**PROBLEM DETAILS**
State how many lines of the data below contain the string "Draw", matching case exactly. Give only the number.

**EXERCISE MATERIAL**
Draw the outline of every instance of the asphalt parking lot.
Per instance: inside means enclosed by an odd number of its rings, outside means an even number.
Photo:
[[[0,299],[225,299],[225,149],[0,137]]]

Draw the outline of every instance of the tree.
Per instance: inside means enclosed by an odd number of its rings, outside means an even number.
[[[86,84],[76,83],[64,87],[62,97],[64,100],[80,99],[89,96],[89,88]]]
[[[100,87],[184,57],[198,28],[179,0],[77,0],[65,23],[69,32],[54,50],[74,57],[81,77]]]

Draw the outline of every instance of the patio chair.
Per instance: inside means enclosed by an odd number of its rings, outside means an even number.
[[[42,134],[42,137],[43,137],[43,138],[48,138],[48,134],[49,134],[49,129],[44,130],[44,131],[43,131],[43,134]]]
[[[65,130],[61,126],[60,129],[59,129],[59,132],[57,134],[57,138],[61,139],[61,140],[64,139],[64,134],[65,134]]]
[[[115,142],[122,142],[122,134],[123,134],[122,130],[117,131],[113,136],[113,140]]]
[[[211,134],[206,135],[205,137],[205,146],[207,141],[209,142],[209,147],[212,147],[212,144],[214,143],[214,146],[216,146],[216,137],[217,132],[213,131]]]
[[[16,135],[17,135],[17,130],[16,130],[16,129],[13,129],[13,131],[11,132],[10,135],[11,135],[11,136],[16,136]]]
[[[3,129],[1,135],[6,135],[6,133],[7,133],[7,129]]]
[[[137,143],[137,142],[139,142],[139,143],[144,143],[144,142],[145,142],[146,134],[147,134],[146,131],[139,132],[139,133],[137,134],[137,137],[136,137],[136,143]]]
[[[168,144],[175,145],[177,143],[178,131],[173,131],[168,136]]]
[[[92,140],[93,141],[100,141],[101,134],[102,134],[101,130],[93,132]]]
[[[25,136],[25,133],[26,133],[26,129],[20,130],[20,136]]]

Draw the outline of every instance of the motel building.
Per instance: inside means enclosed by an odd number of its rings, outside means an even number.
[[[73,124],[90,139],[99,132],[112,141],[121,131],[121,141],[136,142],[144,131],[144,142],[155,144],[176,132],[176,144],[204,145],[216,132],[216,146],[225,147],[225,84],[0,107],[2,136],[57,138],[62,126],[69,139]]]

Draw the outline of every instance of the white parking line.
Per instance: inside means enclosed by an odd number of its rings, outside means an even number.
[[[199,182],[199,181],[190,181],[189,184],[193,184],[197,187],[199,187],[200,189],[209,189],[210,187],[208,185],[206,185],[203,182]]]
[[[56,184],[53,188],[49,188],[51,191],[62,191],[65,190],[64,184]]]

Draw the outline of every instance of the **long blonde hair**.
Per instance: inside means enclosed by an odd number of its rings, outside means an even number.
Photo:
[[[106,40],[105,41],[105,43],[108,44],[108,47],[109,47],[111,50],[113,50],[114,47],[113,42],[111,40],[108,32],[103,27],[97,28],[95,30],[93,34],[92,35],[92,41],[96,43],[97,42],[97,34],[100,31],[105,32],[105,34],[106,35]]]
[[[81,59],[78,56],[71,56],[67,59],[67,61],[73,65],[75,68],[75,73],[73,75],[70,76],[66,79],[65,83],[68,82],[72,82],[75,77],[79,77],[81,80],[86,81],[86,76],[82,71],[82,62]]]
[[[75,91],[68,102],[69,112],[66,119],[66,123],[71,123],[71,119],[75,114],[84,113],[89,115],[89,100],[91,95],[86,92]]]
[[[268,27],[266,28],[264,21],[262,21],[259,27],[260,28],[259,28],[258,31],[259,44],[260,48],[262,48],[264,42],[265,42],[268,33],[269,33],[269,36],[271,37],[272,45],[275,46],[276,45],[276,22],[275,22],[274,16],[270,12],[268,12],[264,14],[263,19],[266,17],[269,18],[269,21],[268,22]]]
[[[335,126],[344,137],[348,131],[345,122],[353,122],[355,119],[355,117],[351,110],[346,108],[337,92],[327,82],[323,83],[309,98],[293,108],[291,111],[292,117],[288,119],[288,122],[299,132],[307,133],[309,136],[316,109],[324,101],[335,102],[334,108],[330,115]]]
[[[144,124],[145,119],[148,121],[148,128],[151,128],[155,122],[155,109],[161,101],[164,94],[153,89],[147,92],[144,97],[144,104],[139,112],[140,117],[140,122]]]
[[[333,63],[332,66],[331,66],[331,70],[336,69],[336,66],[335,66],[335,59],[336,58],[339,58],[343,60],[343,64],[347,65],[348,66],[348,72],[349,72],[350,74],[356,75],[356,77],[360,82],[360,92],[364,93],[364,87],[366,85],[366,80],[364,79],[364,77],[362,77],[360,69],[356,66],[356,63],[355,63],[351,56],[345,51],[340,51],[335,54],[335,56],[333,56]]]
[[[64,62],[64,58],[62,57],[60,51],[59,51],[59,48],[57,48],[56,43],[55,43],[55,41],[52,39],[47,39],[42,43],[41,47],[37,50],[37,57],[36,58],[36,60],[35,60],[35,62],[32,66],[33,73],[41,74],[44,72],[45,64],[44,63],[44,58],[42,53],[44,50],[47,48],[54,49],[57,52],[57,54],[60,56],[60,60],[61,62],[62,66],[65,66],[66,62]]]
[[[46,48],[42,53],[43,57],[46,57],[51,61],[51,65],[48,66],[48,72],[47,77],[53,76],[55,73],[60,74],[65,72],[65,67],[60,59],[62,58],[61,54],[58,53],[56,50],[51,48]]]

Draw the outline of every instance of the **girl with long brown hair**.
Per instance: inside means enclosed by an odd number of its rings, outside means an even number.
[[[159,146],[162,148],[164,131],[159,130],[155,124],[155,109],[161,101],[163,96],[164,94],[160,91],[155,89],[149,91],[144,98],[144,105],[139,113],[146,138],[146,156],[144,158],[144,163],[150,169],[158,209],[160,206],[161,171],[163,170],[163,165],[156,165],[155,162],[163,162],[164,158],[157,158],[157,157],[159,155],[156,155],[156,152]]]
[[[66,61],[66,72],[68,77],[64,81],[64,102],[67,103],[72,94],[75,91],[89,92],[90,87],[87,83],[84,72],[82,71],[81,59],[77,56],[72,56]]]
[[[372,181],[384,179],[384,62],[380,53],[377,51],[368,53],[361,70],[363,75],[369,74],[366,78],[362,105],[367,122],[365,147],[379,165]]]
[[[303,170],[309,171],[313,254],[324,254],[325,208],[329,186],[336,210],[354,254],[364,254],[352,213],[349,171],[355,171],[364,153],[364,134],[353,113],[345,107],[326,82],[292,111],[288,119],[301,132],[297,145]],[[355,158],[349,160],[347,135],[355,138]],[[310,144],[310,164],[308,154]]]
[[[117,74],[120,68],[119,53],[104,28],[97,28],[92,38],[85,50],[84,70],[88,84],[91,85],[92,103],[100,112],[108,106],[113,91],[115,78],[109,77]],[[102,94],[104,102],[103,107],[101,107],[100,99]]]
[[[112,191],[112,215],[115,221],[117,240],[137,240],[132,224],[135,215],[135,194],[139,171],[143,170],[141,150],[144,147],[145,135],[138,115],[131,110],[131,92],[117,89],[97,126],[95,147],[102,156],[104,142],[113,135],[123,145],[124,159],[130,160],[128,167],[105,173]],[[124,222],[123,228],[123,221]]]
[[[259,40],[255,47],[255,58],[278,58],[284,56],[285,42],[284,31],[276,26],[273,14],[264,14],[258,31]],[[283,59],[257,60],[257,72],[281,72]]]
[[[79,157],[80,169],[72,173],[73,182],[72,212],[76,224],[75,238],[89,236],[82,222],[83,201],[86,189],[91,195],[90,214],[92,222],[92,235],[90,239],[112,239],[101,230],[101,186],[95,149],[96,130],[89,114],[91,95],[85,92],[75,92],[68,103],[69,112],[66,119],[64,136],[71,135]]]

**WRITTEN ANSWER**
7